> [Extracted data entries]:

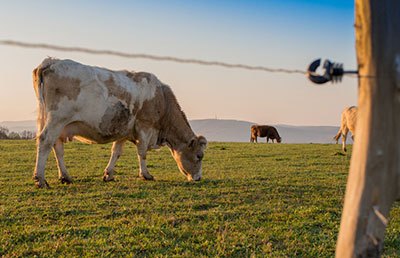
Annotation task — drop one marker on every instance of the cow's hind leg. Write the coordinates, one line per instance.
(62, 170)
(45, 142)
(344, 137)
(143, 171)
(116, 152)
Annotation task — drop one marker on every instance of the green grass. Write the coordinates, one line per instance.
(256, 200)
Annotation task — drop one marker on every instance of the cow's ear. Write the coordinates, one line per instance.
(192, 142)
(202, 141)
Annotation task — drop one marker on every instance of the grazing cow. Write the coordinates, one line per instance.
(97, 105)
(264, 131)
(348, 123)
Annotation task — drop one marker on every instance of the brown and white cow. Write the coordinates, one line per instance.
(97, 105)
(348, 123)
(264, 131)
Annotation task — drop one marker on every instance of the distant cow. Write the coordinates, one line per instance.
(97, 105)
(348, 123)
(264, 131)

> [THE PROBLEM]:
Every line of the records must come back unchanged, except that pictures are dropped.

> [WRITTEN SOLUTION]:
Annotation task — drop one marker on every instance of the cow's hind leg. Write the coordinates, one line per instance.
(62, 170)
(45, 142)
(344, 137)
(143, 171)
(116, 152)
Annotation task — drop one marker on every instance of the green grass. Write the coordinates, one line per instance.
(256, 200)
Annotation task — drop one marker on every instance of the cow's ear. Write the coordinates, one line per instance.
(192, 142)
(202, 141)
Annotation task — drop one marker on every instance of the grazing cow. Write the coordinates, one line per instance.
(97, 105)
(264, 131)
(348, 123)
Annotation task — drop one marker on every instance of the brown and white cow. Write the coordinates, one line per instance.
(97, 105)
(348, 123)
(264, 131)
Annotation task — drop one marker on every instance of the distant cow. Write the coordinates, one line per instance.
(97, 105)
(348, 123)
(264, 131)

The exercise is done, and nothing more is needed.